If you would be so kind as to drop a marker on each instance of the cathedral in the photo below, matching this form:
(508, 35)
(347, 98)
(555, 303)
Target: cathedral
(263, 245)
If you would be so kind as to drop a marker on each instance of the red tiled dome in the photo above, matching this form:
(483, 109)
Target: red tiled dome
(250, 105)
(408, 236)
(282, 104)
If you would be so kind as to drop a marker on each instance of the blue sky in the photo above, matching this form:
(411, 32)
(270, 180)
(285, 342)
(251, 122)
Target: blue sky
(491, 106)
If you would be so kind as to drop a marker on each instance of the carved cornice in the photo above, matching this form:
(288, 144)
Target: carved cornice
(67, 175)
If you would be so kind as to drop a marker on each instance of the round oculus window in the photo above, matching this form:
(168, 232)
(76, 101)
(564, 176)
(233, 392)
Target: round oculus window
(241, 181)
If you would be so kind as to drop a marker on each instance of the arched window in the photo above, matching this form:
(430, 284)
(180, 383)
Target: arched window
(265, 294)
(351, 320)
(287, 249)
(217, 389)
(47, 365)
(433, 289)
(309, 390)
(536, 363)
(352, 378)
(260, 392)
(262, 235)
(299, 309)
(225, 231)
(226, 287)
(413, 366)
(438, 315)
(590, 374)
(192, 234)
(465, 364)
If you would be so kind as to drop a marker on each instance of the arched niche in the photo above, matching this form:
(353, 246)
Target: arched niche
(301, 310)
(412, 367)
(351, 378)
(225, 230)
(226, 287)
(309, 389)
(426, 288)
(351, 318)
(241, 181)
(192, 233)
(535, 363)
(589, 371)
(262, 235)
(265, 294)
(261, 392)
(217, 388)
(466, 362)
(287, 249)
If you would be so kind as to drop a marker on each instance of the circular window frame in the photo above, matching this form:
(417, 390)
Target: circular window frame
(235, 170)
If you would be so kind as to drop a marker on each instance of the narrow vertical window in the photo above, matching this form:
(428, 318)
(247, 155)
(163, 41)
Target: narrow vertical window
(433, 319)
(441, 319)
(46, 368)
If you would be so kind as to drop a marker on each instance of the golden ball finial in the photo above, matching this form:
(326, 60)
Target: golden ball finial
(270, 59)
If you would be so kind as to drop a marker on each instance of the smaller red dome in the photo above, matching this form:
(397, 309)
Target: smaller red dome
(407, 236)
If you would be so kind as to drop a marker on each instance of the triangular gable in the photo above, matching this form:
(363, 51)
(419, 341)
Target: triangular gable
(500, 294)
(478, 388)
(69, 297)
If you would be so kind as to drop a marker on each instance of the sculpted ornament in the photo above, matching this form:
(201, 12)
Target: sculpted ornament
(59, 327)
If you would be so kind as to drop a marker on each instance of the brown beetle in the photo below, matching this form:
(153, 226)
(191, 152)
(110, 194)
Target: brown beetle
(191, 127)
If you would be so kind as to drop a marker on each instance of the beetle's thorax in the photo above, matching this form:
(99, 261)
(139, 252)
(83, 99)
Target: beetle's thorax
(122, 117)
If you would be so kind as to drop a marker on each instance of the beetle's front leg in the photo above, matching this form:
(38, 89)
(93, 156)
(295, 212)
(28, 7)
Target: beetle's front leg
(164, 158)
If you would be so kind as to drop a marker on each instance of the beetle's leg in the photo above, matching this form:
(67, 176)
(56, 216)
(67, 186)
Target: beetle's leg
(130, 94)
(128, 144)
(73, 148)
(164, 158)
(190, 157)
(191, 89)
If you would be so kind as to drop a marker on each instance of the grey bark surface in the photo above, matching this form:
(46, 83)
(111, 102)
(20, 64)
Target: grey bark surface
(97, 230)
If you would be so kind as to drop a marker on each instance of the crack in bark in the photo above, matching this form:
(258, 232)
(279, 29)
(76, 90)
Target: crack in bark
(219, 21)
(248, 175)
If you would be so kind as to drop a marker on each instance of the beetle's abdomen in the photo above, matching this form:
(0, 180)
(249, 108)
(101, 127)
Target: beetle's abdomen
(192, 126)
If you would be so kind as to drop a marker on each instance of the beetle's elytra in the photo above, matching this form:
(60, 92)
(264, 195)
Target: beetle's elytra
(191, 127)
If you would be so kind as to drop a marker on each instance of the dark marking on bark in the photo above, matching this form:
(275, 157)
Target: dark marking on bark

Problem to solve >> Copy out all of the entries above again, word for word, with nothing changed.

Problem solution >>
If you would be so kind as to drop a marker on each instance of the cathedral in the photo below, matching this form:
(508, 35)
(347, 98)
(555, 303)
Target: cathedral
(263, 245)
If you would be so kind as to drop a marker on each instance of the red tiled dome in the photo above, matching this form:
(483, 109)
Target: red tiled dome
(250, 105)
(408, 236)
(282, 104)
If you would be so kind as to drop a marker on each instance of the blue sky in the photo above, matching this form:
(411, 32)
(270, 180)
(285, 342)
(251, 122)
Target: blue sky
(491, 106)
If you would be so kind as to drop a marker on each instance of the carved cornice in the photo above, matching this form:
(288, 144)
Target: carved cornice
(67, 175)
If you would be so kind as to drop a marker on each instance of the round oculus window in the photo above, matching this form:
(168, 232)
(76, 101)
(564, 176)
(233, 392)
Target: round oculus window
(241, 181)
If you would be so kind as to drop a marker on each instance of the arched window in the photo above, matching this form:
(430, 284)
(180, 383)
Target: arched window
(265, 294)
(351, 320)
(287, 249)
(217, 389)
(47, 365)
(433, 289)
(309, 390)
(536, 363)
(352, 378)
(260, 392)
(262, 235)
(299, 309)
(225, 231)
(226, 287)
(413, 366)
(438, 315)
(590, 374)
(192, 234)
(465, 364)
If you would be so kind as to drop a marker on each instance of the arched niche in the photo above, matching this form:
(353, 246)
Target: arched niche
(301, 310)
(412, 367)
(351, 378)
(225, 230)
(226, 287)
(309, 389)
(426, 288)
(351, 318)
(241, 181)
(192, 233)
(535, 363)
(589, 371)
(262, 235)
(265, 294)
(261, 392)
(217, 388)
(466, 362)
(287, 249)
If you would be so kind as to drop a marker on each instance of the circular window frame in the photo above, matching this form:
(417, 390)
Target: circular window frame
(235, 170)
If you would be so kind as to drop a marker on each instance of the narrow vertical window in the photo above, matching this form:
(428, 318)
(247, 155)
(163, 41)
Target: narrow vertical window
(433, 319)
(441, 319)
(46, 368)
If you would be so kind as to drop a marker on each instance of the golden ball finial in the photo above, matching this form:
(326, 60)
Target: golden ball finial
(270, 59)
If you would be so kind as to drop a marker on each instance of the smaller red dome in the photo above, matching this form:
(397, 309)
Target: smaller red dome
(407, 236)
If you would be so kind as to drop a marker on each instance of the triangular gable in the photo above, matching this form:
(363, 51)
(419, 341)
Target: triangular gable
(500, 294)
(478, 388)
(69, 297)
If you would be so kind as to drop a marker on each instance of the sculpted ornament in the photo above, matching this form:
(201, 12)
Target: sculpted ornament
(59, 327)
If you would be so kind as to drop a marker on each instance of the brown beetle in the photo below, matching this form:
(153, 226)
(191, 152)
(110, 194)
Target: brown beetle
(191, 127)
If you would be so kind as to drop a marker on each instance of the beetle's thorax in the photo above, matching this form:
(99, 261)
(139, 252)
(83, 99)
Target: beetle's thorax
(122, 117)
If you would be so kind as to drop a marker on each instance of the beetle's front leg in the photo above, matching this form:
(38, 89)
(93, 156)
(295, 212)
(28, 7)
Target: beetle's front leg
(164, 158)
If you would be so kind as to drop a marker on each instance of the beetle's leg in the photo above, matching this form:
(67, 176)
(56, 216)
(67, 186)
Target: beetle's leg
(130, 94)
(128, 144)
(73, 148)
(164, 158)
(190, 157)
(191, 89)
If you would be so kind as to drop a marker on each instance of the grey bark surface in the photo above, matching this form:
(46, 83)
(111, 102)
(20, 64)
Target: grey bark surface
(97, 230)
If you would be so kind as to drop a marker on each instance of the crack in bark in the photo above, matching this form:
(258, 232)
(279, 29)
(76, 90)
Target: crack in bark
(219, 21)
(248, 175)
If you would be so kind as to drop a marker on each instance of the beetle's abdomen in the photo above, matching this form:
(0, 180)
(249, 108)
(101, 127)
Target: beetle's abdomen
(192, 126)
If you would be so kind as to drop a marker on each instance of the beetle's elytra in the photo above, matching this form:
(60, 92)
(264, 195)
Target: beetle's elytra
(191, 127)
If you would be so kind as to drop a marker on each instance of the dark marking on bark in the photo above, matching this form:
(275, 157)
Target: dark marking on bark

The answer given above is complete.